**What you are asked to do**
The answer should match the entries below word for word, minus their pictures.

**Extracted records**

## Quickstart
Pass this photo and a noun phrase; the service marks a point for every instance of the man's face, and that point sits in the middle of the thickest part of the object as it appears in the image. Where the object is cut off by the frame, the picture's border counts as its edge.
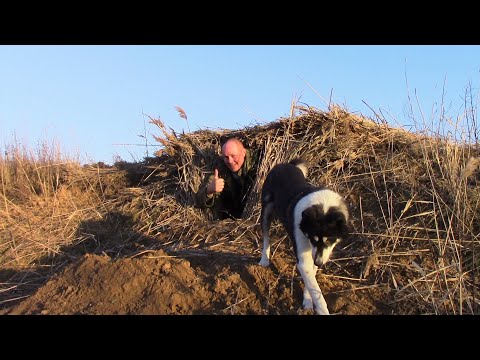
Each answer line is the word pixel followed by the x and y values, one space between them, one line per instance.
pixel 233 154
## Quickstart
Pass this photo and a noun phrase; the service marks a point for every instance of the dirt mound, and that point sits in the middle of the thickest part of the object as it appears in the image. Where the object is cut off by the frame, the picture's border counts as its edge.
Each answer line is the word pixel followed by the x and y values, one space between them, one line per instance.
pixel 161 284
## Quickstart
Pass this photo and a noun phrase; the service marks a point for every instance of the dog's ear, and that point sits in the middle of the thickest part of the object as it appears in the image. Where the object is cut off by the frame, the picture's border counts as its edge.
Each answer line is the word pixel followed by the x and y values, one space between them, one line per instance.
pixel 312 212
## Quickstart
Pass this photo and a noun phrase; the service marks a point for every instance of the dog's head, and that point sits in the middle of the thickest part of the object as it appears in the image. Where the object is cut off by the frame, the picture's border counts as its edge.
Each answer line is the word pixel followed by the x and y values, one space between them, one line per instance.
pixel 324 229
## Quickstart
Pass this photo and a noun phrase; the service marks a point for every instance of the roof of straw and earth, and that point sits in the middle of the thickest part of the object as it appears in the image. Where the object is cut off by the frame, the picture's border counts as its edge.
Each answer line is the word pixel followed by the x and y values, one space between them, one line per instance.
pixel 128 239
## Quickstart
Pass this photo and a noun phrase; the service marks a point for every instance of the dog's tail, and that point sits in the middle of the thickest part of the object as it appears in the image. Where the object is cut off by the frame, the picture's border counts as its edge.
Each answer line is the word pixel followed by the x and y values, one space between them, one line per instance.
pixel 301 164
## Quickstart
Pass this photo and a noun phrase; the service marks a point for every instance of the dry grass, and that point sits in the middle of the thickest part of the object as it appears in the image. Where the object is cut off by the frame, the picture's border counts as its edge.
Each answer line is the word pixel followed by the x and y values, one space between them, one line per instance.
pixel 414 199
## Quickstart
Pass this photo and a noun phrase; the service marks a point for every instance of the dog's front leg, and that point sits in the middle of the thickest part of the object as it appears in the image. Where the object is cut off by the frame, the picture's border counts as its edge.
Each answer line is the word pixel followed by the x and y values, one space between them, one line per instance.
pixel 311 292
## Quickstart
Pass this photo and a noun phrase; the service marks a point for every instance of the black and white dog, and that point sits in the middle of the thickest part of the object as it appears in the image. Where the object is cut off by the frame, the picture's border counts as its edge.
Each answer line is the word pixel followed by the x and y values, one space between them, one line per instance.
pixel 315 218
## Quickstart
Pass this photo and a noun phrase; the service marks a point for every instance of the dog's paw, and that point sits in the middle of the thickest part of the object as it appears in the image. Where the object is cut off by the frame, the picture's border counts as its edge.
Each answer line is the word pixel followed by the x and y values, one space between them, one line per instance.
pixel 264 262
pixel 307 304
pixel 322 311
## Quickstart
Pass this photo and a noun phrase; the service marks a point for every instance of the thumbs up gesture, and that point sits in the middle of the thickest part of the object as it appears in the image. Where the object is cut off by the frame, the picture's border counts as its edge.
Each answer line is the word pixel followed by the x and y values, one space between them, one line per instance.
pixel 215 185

**Output of the task**
## Quickstart
Pass this photo and a noun phrase; the service marks a point for every instance of the man's face, and that point sits in the middle of the thickest part of the object as it appears in the image. Where the object is cut off by the frame, the picture's border counts as its edge.
Each answer line is the word pixel followed by the x and y values, one space between them, one line per instance.
pixel 233 154
## Quickstart
Pass this photo and a noun phrase; the service marks a point for every instance of the dirt mound, and that point sits in the middle of the thickest part of the object as it appears in the image. Where the object is cut off by the frame, the picture's border counts as its edge.
Each answer line is the word pixel followed by the x and y values, one space between them, one line per instance.
pixel 161 284
## Quickstart
Pass this photo and a noun phrase; the service marks a point for every instance of the dog's ear, and that point sits in the middle of the thickest part of the object as it appears in the image. Where the object is cut off by the frame, the picture's border counts as its edge.
Each answer line is the word pixel followed by the x and y values, one space between them, one line per instance.
pixel 312 212
## Quickstart
Pass this photo and a noun phrase; the service marks a point for every instance of the dog's head, and that point sits in the middle of the thickest part of the object as it appears in the image. Where the object is cut off by the frame, the picture's border counts as its edge.
Each answer line is the word pixel followed by the x and y values, one space between them, one line per instance.
pixel 324 229
## Quickstart
Pass this photo and a noun phrase; the service marks a point for every instance of the roof of straw and earth, and that point sits in the middle of the thickest part of the object as it appears in the image. Where the object is cut off by the frame, the picture's border counts as its edge.
Each answer line is the word pixel followed by the x and y values, one space between them, one line per instance.
pixel 128 239
## Quickstart
Pass this photo and a noun phrase; the service marks a point for every instance of the dog's tail, and that point sits in the middle of the thickest part of the object as it appears in the image. Where the object is cut off by the frame, the picture's border counts as its edge.
Each answer line is the word pixel followed by the x and y values, one space between them, one line per instance.
pixel 301 164
## Quickstart
Pass this photo and a noun phrase; the service marks a point for every instance of the dry grass, and that point sits in the middle of the thickest part of the object as it appears in the image. Where the object is cut off by the frame, the picture's border counts as its edge.
Each answer line is the word pixel followed by the x and y values, one space between them, one line per instance.
pixel 414 199
## Quickstart
Pass this photo and a noun phrase; the service marks a point for every instance of the dog's front leg, and that point sits in the middle of the thickest part of the object as it appears in the image. Where the object is cut off by the frame, the picture's border counts as its edge.
Each answer line is the word pixel followed by the x and y values, one space between them, one line per instance.
pixel 311 292
## Quickstart
Pass this photo and a noun phrase; the service marks a point for every instance of the black and white dog, and that point sits in the middle of the thickest part of the object as it appears in the image. Where the object is cut off by the frame, the picture's border counts as its edge.
Each answer line is the word pixel followed by the x and y values, one space between them, one line per instance.
pixel 315 218
## Quickstart
Pass this photo and a noun phrase; the service marks a point for every instance of the dog's paw, and that point sits in the middle of the thickest part of the object as it appears in the image. Where the object is cut off by the frame, the picture's border counts as its edge.
Each answer line is the word pixel followed by the x and y values, one space between them, one line per instance.
pixel 264 262
pixel 307 304
pixel 322 311
## Quickstart
Pass this photo and a noun phrase; the service marks a point for every instance of the thumbs up gesture, and that point sits in the middle of the thickest part of the object as it appears in the image. Where the object is cut off by the frame, the picture's border counts as its edge.
Each answer line is the word pixel followed by the x and y values, one space between them, one line per instance.
pixel 215 185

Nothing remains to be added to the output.